▶ [TEXT SHOWN]
--------
With the increasing focus on reducing hospital readmissions in the United States, numerous readmissions risk prediction models have been proposed, mostly developed through analyses of structured data fields in electronic medical records and administrative databases. Three areas that may have an impact on readmission but are poorly captured using structured data sources are patients’ physical function, cognitive status, and psychosocial environment and support.
Objective of the Study:
The objective of the study was to build a discriminative model using information germane to these 3 areas to identify hospitalized patients’ risk for 30-day all cause readmissions.
We conducted clinician focus groups to identify language used in the clinical record regarding these 3 areas. We then created a dataset including 30,000 inpatients, 10,000 from each of 3 hospitals, and searched those records for the focus group-derived language using natural language processing. A 30-day readmission prediction model was developed on 75% of the dataset and validated on the other 25% and also on hospital specific subsets.
Focus group language was aggregated into 35 variables. The final model had 16 variables, a validated C-statistic of 0.74, and was well calibrated. Subset validation of the model by hospital yielded C-statistics of 0.70–0.75.
Deriving a 30-day readmission risk prediction model through identification of physical, cognitive, and psychosocial issues using natural language processing yielded a model that performs similarly to the better performing models previously published with the added advantage of being based on clinically relevant factors and also automated and scalable. Because of the clinical relevance of the variables in the model, future research may be able to test if targeting interventions to identified risks results in reductions in readmissions.
--------
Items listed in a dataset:
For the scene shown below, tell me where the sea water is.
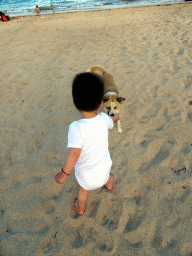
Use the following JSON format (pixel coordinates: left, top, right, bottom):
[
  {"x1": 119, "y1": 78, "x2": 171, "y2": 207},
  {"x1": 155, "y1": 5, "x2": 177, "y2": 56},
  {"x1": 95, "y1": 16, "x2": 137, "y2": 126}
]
[{"x1": 0, "y1": 0, "x2": 184, "y2": 16}]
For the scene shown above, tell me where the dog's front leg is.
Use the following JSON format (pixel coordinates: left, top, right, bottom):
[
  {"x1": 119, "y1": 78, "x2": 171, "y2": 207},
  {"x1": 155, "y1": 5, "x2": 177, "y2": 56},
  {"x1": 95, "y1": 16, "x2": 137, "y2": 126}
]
[{"x1": 117, "y1": 120, "x2": 123, "y2": 134}]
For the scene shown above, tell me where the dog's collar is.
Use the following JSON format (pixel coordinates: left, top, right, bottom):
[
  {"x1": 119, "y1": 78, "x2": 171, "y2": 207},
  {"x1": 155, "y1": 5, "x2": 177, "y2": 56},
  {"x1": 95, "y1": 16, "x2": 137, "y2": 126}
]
[{"x1": 106, "y1": 92, "x2": 117, "y2": 95}]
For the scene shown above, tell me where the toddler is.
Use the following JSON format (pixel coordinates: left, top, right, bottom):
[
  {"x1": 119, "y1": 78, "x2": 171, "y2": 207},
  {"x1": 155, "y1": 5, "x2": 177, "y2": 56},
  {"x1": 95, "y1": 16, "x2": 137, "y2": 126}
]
[{"x1": 55, "y1": 73, "x2": 120, "y2": 215}]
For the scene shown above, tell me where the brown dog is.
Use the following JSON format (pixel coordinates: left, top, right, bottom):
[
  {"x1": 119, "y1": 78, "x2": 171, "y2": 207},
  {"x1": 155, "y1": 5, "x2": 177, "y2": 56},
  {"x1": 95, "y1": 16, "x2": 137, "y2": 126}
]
[{"x1": 87, "y1": 65, "x2": 125, "y2": 133}]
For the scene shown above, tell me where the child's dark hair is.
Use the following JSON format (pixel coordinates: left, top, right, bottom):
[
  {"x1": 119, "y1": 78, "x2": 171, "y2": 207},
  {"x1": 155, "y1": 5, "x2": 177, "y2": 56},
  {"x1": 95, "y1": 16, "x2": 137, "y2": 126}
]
[{"x1": 72, "y1": 72, "x2": 104, "y2": 111}]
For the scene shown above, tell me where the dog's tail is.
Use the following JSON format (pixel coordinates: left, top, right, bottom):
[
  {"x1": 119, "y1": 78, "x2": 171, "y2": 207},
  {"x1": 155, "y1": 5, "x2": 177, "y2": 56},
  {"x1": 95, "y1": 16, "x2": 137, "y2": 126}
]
[{"x1": 87, "y1": 65, "x2": 106, "y2": 75}]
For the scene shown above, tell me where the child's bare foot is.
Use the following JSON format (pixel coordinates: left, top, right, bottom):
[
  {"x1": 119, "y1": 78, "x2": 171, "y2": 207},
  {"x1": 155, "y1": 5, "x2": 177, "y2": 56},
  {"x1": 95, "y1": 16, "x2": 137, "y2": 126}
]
[
  {"x1": 55, "y1": 172, "x2": 67, "y2": 184},
  {"x1": 74, "y1": 198, "x2": 85, "y2": 215},
  {"x1": 105, "y1": 173, "x2": 114, "y2": 191}
]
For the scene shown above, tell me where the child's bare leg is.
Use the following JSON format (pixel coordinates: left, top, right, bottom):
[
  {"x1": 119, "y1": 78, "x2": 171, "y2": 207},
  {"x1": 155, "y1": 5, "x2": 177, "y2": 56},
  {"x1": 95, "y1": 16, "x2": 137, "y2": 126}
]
[
  {"x1": 78, "y1": 186, "x2": 89, "y2": 215},
  {"x1": 105, "y1": 173, "x2": 114, "y2": 191}
]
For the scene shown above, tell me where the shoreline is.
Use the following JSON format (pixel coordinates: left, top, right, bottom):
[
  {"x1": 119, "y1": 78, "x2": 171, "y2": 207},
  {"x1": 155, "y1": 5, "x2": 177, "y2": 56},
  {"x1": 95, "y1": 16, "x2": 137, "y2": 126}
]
[{"x1": 5, "y1": 0, "x2": 186, "y2": 17}]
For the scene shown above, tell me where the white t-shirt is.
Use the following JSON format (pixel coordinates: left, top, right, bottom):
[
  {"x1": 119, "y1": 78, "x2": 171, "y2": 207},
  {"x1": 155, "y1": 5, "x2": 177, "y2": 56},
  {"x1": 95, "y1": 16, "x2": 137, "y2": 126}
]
[{"x1": 67, "y1": 113, "x2": 113, "y2": 190}]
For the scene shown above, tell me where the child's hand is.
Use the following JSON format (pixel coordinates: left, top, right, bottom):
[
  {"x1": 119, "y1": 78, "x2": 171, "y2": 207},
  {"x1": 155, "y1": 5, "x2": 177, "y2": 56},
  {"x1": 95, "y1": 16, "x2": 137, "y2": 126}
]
[
  {"x1": 55, "y1": 172, "x2": 67, "y2": 184},
  {"x1": 110, "y1": 114, "x2": 120, "y2": 122}
]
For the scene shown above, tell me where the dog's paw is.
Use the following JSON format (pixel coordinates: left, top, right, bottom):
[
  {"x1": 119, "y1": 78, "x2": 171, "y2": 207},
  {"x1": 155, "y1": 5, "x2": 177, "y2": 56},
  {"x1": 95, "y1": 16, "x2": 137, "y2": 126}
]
[{"x1": 118, "y1": 128, "x2": 123, "y2": 134}]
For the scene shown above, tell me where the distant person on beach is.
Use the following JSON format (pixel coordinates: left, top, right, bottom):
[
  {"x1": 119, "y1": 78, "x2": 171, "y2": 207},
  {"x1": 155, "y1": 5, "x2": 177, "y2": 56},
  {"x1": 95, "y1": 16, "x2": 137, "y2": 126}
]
[
  {"x1": 35, "y1": 5, "x2": 40, "y2": 14},
  {"x1": 0, "y1": 11, "x2": 12, "y2": 22},
  {"x1": 55, "y1": 72, "x2": 120, "y2": 215}
]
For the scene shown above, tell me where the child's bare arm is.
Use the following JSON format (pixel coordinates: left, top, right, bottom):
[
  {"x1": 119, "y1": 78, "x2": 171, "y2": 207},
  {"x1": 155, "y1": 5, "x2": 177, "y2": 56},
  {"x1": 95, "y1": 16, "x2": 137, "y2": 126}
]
[
  {"x1": 55, "y1": 148, "x2": 81, "y2": 184},
  {"x1": 110, "y1": 114, "x2": 120, "y2": 122}
]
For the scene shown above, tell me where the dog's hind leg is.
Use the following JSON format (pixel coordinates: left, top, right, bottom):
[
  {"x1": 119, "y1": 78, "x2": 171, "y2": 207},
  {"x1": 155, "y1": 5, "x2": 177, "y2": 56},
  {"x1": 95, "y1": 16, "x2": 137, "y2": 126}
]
[{"x1": 117, "y1": 120, "x2": 123, "y2": 134}]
--------
In the readmission study text, what validated C-statistic did the final model reach?

▶ [TASK RESULT]
The final model had a validated C-statistic of 0.74.